• [Excerpted passage]
%%
Fair Work Act 2009 now enacted – National Employment Standards Start 1 January 2010

Published on February 14, 2011 by Peter PunchPeter Punch

On 8 April 2009 the Federal Government’s Fair Work Act 2009 was given Royal Assent by the Governor General. As clients are aware from our previous bulletins, the Act will take effect in two stages:

1) on 1 July 2009, new Unfair Dismissal and Collective Bargaining rules commence;

2) on 1 January 2010, the balance of the Act commences (including the “National Employment Standards”).

As promised, we will continue to regularly advise you of those elements of the legislation which are important for all employers and employees, but which may not be catching the media’s attention.

Here are a few comments about the “National Employment Standards” – likely to be known as “the NES”.

A central plank of the Labor Government’s policy for the 2009 federal election was legislating ten minimum Employment Standards for all employees.
%%
• [What the task requires] How would you translate this sentence from the passage on the Fair Work Act 2009 into Spanish: "On 8 April 2009 the Federal Government’s Fair Work Act 2009 was given Royal Assent by the Governor General." None of the lines after this note are needed.

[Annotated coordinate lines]
%%
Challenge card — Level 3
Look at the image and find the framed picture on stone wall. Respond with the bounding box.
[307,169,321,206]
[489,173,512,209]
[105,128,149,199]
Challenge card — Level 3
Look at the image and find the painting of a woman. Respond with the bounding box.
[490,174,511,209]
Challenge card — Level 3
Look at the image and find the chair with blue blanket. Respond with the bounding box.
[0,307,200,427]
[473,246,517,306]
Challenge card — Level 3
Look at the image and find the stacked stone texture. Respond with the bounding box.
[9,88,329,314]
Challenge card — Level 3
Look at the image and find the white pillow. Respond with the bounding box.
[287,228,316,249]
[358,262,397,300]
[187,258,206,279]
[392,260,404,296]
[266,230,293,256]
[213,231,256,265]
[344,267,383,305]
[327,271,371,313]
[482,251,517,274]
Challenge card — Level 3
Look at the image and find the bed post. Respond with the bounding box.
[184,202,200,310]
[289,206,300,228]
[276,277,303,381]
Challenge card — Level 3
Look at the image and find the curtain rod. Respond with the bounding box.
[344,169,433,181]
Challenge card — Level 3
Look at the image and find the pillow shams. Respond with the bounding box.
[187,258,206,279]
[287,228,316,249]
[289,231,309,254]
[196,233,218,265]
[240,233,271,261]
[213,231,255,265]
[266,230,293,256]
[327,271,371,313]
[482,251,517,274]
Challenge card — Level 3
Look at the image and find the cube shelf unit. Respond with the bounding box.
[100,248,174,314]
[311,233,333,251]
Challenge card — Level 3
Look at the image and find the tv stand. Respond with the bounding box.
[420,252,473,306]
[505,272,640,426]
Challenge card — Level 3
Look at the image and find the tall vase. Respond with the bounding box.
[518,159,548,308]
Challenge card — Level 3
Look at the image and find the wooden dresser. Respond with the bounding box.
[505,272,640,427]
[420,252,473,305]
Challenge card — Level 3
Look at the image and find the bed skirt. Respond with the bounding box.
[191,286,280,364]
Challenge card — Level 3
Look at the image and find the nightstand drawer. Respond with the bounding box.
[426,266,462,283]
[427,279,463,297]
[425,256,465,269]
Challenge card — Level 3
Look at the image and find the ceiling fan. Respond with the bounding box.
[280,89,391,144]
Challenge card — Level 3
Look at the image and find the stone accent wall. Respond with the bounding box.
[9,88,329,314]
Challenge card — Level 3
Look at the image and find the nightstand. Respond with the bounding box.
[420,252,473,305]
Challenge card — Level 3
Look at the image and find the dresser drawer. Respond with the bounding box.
%%
• [The response] El 8 de abril de 2009, la Fair Work Act 2009 del Gobierno Federal recibió la sanción real del Gobernador General.